§ Required task A: In the kernel news brief below, which stable updates came out on October 31?

§ Extract:
════

Brief items
The current development kernel is 3.7-rc3,
released on October 28. Linus notes that
it's mostly a lot of small changes in a lot of places. But he has found a
new problem to be concerned about: "
And talking about the shortlog:
christ people, some of you need to change your names. I'm used to there
being multiple 'David's and 'Peter's etc, but there are three different
Linus's in just this rc. People, people, I want to feel like the unique
snowflake I am, not like just another anonymous guy in a crowd."
Stable updates:
3.0.49,
3.4.16, and
3.6.4 all came out on October 28; they
were followed by
3.0.50,
3.2.33,
3.4.17 and 3.6.5 on October 31. All contain another
set of important fixes. Worth noting is the fact that 3.6.5 disables by default the hard and soft link security
restrictions added during the 3.6 merge window in response to another
reported regression.
Comments (none posted)
And the next technology journalist that asks you whether you want
fonts that small, I'll just hunt down and give an atomic wedgie.

════

§ Record list:
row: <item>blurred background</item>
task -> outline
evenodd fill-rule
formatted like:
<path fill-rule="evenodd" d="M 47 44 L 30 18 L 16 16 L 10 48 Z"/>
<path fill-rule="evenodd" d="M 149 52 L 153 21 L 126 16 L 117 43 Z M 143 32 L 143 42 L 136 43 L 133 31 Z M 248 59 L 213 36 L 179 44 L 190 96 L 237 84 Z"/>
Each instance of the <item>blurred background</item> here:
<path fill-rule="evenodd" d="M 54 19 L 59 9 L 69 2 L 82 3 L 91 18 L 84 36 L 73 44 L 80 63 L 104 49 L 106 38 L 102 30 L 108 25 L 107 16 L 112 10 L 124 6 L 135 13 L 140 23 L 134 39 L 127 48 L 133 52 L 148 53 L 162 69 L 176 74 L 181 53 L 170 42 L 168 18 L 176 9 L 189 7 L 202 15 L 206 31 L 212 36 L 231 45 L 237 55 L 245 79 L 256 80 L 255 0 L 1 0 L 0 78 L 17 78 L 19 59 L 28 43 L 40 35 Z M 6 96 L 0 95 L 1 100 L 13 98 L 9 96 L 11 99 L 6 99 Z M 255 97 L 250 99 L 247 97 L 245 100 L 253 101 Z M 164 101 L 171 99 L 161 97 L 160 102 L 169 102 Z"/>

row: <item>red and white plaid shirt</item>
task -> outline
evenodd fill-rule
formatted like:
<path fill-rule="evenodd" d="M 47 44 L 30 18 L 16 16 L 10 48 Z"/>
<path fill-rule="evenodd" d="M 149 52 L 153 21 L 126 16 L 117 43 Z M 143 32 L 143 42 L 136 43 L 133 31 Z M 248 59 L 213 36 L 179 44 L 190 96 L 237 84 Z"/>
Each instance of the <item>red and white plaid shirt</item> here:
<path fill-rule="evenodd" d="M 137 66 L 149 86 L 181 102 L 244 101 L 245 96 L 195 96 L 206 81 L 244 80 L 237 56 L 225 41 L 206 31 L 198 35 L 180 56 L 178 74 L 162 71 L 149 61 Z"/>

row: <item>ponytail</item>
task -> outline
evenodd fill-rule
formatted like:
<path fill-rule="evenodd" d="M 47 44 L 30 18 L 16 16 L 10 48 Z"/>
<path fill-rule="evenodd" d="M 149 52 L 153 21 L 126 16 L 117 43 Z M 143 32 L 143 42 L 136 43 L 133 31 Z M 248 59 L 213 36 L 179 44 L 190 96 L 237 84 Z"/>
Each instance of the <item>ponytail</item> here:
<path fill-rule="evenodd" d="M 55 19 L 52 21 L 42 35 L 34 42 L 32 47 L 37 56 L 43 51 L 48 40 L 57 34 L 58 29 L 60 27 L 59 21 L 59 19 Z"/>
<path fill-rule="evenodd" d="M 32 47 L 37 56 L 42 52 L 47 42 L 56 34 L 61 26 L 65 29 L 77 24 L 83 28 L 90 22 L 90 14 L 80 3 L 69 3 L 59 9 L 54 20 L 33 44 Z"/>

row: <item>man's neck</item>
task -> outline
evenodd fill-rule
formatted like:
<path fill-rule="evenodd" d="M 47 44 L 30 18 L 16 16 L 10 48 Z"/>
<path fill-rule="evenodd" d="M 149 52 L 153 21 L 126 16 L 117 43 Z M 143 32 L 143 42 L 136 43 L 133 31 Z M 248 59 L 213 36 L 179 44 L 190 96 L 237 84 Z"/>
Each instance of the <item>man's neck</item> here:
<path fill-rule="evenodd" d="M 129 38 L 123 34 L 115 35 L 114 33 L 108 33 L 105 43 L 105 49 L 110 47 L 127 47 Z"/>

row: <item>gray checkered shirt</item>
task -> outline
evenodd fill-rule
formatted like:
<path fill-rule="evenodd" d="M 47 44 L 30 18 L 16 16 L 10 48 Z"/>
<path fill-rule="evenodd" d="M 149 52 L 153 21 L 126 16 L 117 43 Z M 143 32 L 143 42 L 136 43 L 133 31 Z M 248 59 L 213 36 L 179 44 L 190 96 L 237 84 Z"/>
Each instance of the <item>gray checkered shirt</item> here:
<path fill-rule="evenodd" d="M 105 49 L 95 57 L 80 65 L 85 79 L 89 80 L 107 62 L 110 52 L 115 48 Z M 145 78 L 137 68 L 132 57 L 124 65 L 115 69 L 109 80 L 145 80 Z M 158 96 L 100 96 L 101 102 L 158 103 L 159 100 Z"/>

════

§ Required task B: Echo everything in the records from the line containing "row: <item>red and white plaid shirt</item>" down to the line containing "Each instance of the <item>red".

§ Finished answer A: 3.0.50, 3.2.33, 3.4.17 and 3.6.5.

§ Finished answer B:
row: <item>red and white plaid shirt</item>
task -> outline
evenodd fill-rule
formatted like:
<path fill-rule="evenodd" d="M 47 44 L 30 18 L 16 16 L 10 48 Z"/>
<path fill-rule="evenodd" d="M 149 52 L 153 21 L 126 16 L 117 43 Z M 143 32 L 143 42 L 136 43 L 133 31 Z M 248 59 L 213 36 L 179 44 L 190 96 L 237 84 Z"/>
Each instance of the <item>red and white plaid shirt</item> here:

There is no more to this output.